→ INPUT RECORDS:
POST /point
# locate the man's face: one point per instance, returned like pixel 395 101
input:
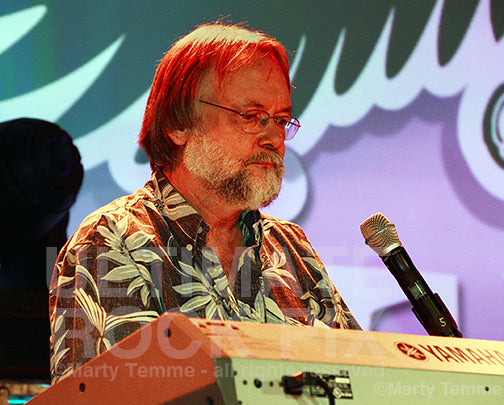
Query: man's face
pixel 244 169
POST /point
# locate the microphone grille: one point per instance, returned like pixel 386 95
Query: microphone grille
pixel 380 234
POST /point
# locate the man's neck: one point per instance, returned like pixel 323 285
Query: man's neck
pixel 215 211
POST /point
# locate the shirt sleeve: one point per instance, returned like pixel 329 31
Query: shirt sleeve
pixel 101 292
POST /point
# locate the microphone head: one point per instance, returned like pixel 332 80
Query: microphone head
pixel 380 234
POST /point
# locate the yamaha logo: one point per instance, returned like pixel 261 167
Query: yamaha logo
pixel 411 351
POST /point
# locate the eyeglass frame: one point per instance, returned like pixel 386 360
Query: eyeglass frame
pixel 294 122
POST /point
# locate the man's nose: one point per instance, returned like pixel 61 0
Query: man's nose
pixel 273 137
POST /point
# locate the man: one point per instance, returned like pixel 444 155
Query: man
pixel 192 239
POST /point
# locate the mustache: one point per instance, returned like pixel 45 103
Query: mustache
pixel 265 157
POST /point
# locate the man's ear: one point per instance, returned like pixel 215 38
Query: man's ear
pixel 179 136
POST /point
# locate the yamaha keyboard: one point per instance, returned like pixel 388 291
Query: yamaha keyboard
pixel 180 360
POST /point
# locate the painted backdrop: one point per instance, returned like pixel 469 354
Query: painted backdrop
pixel 402 112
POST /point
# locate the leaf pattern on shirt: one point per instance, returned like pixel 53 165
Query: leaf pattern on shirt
pixel 145 254
pixel 132 255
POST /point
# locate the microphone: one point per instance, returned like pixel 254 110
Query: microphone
pixel 381 236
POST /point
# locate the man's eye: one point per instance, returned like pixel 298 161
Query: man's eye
pixel 249 117
pixel 282 121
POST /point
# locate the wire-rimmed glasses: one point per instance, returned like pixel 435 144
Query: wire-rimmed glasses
pixel 253 121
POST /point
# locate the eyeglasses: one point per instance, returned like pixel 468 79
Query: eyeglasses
pixel 253 121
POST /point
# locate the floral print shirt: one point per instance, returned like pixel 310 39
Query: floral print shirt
pixel 145 254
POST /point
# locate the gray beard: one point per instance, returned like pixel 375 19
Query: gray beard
pixel 230 179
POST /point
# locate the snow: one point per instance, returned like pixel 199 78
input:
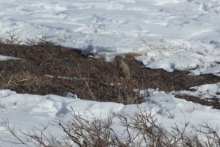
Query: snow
pixel 25 111
pixel 169 34
pixel 207 91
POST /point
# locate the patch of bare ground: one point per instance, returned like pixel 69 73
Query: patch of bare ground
pixel 91 79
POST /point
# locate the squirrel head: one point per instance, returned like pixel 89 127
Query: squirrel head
pixel 118 58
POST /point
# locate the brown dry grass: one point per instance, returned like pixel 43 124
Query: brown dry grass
pixel 29 75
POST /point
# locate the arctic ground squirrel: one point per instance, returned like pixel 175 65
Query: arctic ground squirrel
pixel 122 67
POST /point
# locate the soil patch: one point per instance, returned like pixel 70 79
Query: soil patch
pixel 50 69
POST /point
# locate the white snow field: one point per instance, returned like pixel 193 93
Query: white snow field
pixel 169 34
pixel 25 111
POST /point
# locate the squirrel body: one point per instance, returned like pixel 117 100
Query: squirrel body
pixel 122 67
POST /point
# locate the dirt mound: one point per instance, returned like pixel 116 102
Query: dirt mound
pixel 50 69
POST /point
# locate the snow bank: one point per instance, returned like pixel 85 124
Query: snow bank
pixel 26 111
pixel 207 91
pixel 170 34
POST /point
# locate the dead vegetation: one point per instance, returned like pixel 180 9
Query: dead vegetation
pixel 141 129
pixel 49 69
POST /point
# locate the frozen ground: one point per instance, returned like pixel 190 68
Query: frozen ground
pixel 169 34
pixel 207 91
pixel 25 111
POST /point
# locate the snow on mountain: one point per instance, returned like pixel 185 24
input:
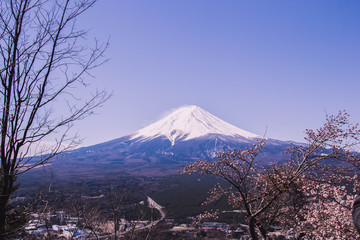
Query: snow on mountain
pixel 187 123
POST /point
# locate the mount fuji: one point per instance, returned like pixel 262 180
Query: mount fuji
pixel 187 134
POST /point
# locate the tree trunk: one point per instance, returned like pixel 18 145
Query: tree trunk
pixel 252 228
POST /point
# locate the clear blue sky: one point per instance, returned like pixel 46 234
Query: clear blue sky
pixel 276 64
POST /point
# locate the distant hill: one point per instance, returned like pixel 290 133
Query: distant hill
pixel 187 134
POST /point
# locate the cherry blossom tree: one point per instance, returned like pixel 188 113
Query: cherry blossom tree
pixel 288 193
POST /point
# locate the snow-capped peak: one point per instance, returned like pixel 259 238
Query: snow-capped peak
pixel 190 122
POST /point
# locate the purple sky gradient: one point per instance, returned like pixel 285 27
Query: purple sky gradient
pixel 275 65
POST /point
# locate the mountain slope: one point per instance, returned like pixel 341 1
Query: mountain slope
pixel 187 134
pixel 187 123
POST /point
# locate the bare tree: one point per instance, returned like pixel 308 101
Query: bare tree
pixel 43 60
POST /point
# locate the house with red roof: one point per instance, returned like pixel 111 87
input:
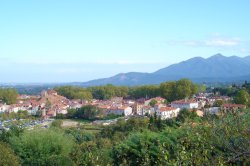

→ WHAT IS EXPECTED:
Convert every line of the records above into a Markdown table with the columns "Row" and "Line", numbering each row and omitting blank lines. Leave the pictures out of the table.

→ THE RESPONSE:
| Row | Line |
|---|---|
| 1 | POST /point |
| 2 | # locate the man's face: one point per instance, returned like pixel 395 101 |
| 3 | input: |
| 4 | Query: man's face |
| 5 | pixel 244 169 |
| 6 | POST /point |
| 7 | # locate the microphone grille: one point per instance, returned like pixel 386 95 |
| 8 | Query: microphone grille |
| 9 | pixel 380 234 |
| 10 | POST /point |
| 11 | # locate the man's neck: one point per instance, returned like pixel 323 285 |
| 12 | Query: man's neck |
| 13 | pixel 215 211 |
| 14 | POST /point |
| 15 | # locate the shirt sleeve: one point per instance, returned like pixel 329 31 |
| 16 | Query: shirt sleeve |
| 17 | pixel 101 292 |
| 18 | POST /point |
| 19 | # locate the microphone head: one point per instance, returned like pixel 332 80 |
| 20 | Query: microphone head |
| 21 | pixel 380 234 |
| 22 | POST /point |
| 23 | # locate the yamaha logo: one point per instance, returned like pixel 261 167 |
| 24 | Query: yamaha logo |
| 25 | pixel 411 351 |
| 26 | POST /point |
| 27 | # locate the eyeglass frame: one point per instance, returned like pixel 386 360 |
| 28 | Query: eyeglass frame |
| 29 | pixel 294 122 |
| 30 | POST /point |
| 31 | # locate the man's nose: one point per instance, returned like pixel 61 0 |
| 32 | Query: man's nose |
| 33 | pixel 273 137 |
| 34 | POST /point |
| 35 | # locate the man: one point per instance, returned like pixel 444 155 |
| 36 | Query: man |
| 37 | pixel 192 239 |
| 38 | POST /point |
| 39 | # locate the mustache: one point per instance, returned like pixel 45 103 |
| 40 | Query: mustache |
| 41 | pixel 265 157 |
| 42 | POST /point |
| 43 | # locate the man's ear: one point per instance, returned like pixel 215 38 |
| 44 | Query: man's ear |
| 45 | pixel 179 136 |
| 46 | POST /point |
| 47 | # locate the yamaha keyboard: one point per instance, returned like pixel 388 291 |
| 48 | Query: yamaha keyboard |
| 49 | pixel 180 360 |
| 50 | POST /point |
| 51 | # locate the painted backdrop: one point per instance, returned like pixel 469 354 |
| 52 | Query: painted backdrop |
| 53 | pixel 402 112 |
| 54 | POST /point |
| 55 | # locate the leaf pattern on shirt: one point per instance, returned like pixel 53 165 |
| 56 | Query: leaf pattern on shirt |
| 57 | pixel 145 254 |
| 58 | pixel 132 255 |
| 59 | POST /point |
| 60 | # locate the microphone: one point per instance, returned like pixel 254 110 |
| 61 | Query: microphone |
| 62 | pixel 381 236 |
| 63 | POST /point |
| 64 | # locate the man's eye: one point per instance, returned like pixel 298 161 |
| 65 | Query: man's eye |
| 66 | pixel 249 117 |
| 67 | pixel 282 121 |
| 68 | POST /point |
| 69 | # locate the wire-rimmed glasses: one point per instance, returned like pixel 435 144 |
| 70 | Query: wire-rimmed glasses |
| 71 | pixel 253 121 |
| 72 | POST /point |
| 73 | # locate the eyeglasses: one point per instance, returned like pixel 468 79 |
| 74 | Query: eyeglasses |
| 75 | pixel 253 121 |
| 76 | POST /point |
| 77 | # locate the floral print shirt: one point per instance, returned like pixel 310 39 |
| 78 | Query: floral print shirt |
| 79 | pixel 145 254 |
| 80 | POST /point |
| 81 | # locate the gray beard: one point per instance, returned like pixel 375 19 |
| 82 | Query: gray beard |
| 83 | pixel 230 179 |
| 84 | POST /point |
| 85 | # locate the snow: one point per instance, returned like pixel 199 78 |
| 86 | input: |
| 87 | Query: snow |
| 88 | pixel 25 111 |
| 89 | pixel 169 34 |
| 90 | pixel 207 91 |
| 91 | POST /point |
| 92 | # locate the patch of bare ground: one point per instance, returned like pixel 69 73 |
| 93 | Query: patch of bare ground |
| 94 | pixel 91 79 |
| 95 | POST /point |
| 96 | # locate the squirrel head: one point per instance, returned like pixel 89 127 |
| 97 | Query: squirrel head |
| 98 | pixel 118 58 |
| 99 | POST /point |
| 100 | # locate the brown dry grass: one point per instance, returned like pixel 43 124 |
| 101 | Query: brown dry grass |
| 102 | pixel 29 75 |
| 103 | POST /point |
| 104 | # locate the arctic ground squirrel: one point per instance, returned like pixel 175 65 |
| 105 | Query: arctic ground squirrel |
| 106 | pixel 122 67 |
| 107 | POST /point |
| 108 | # locate the soil patch: one point per instance, returned like pixel 70 79 |
| 109 | Query: soil patch |
| 110 | pixel 50 69 |
| 111 | POST /point |
| 112 | # locate the white snow field: one point per instance, returned like pixel 193 93 |
| 113 | Query: white snow field |
| 114 | pixel 169 34 |
| 115 | pixel 25 111 |
| 116 | POST /point |
| 117 | # locate the squirrel body: one point per instance, returned like pixel 117 100 |
| 118 | Query: squirrel body |
| 119 | pixel 122 67 |
| 120 | POST /point |
| 121 | # locate the dirt mound: one point per instance, returned like pixel 116 102 |
| 122 | Query: dirt mound |
| 123 | pixel 50 69 |
| 124 | POST /point |
| 125 | # locate the snow bank: one point per instance, returned like pixel 85 124 |
| 126 | Query: snow bank |
| 127 | pixel 26 111 |
| 128 | pixel 207 91 |
| 129 | pixel 170 34 |
| 130 | POST /point |
| 131 | # locate the dead vegetation: one point per instance, returned like pixel 180 9 |
| 132 | Query: dead vegetation |
| 133 | pixel 141 129 |
| 134 | pixel 49 69 |
| 135 | POST /point |
| 136 | # locate the frozen ground: one point per instance, returned like pixel 190 68 |
| 137 | Query: frozen ground |
| 138 | pixel 169 34 |
| 139 | pixel 207 91 |
| 140 | pixel 25 111 |
| 141 | POST /point |
| 142 | # locate the snow on mountain: one point per instance, returned like pixel 185 24 |
| 143 | input: |
| 144 | Query: snow on mountain |
| 145 | pixel 187 123 |
| 146 | POST /point |
| 147 | # locate the mount fuji: one point per instance, returned like pixel 262 180 |
| 148 | Query: mount fuji |
| 149 | pixel 187 134 |
| 150 | POST /point |
| 151 | # locate the tree trunk: one point per instance, returned like pixel 18 145 |
| 152 | Query: tree trunk |
| 153 | pixel 252 228 |
| 154 | POST /point |
| 155 | # locate the clear blue sky: one point per instance, returned like pixel 46 234 |
| 156 | Query: clear blue sky |
| 157 | pixel 276 64 |
| 158 | POST /point |
| 159 | # locate the distant hill: one point per instance, returned like pixel 290 133 |
| 160 | Query: distant hill |
| 161 | pixel 187 134 |
| 162 | POST /point |
| 163 | # locate the cherry blossom tree: one point per instance, returned like pixel 188 113 |
| 164 | Query: cherry blossom tree |
| 165 | pixel 288 193 |
| 166 | POST /point |
| 167 | # locate the snow-capped peak: one point per instance, returned like pixel 259 238 |
| 168 | Query: snow-capped peak |
| 169 | pixel 190 122 |
| 170 | POST /point |
| 171 | # locate the purple sky gradient: one point per instance, returned like pixel 285 27 |
| 172 | Query: purple sky gradient |
| 173 | pixel 275 65 |
| 174 | POST /point |
| 175 | # locate the mountain slope: one point per instance, returned like pixel 341 1 |
| 176 | Query: mountain slope |
| 177 | pixel 187 134 |
| 178 | pixel 187 123 |
| 179 | POST /point |
| 180 | # locate the bare tree: one point per instance, returned like pixel 308 101 |
| 181 | Query: bare tree |
| 182 | pixel 43 60 |
| 183 | POST /point |
| 184 | # locate the house with red roof: one point per instance, returned like pixel 111 87 |
| 185 | input: |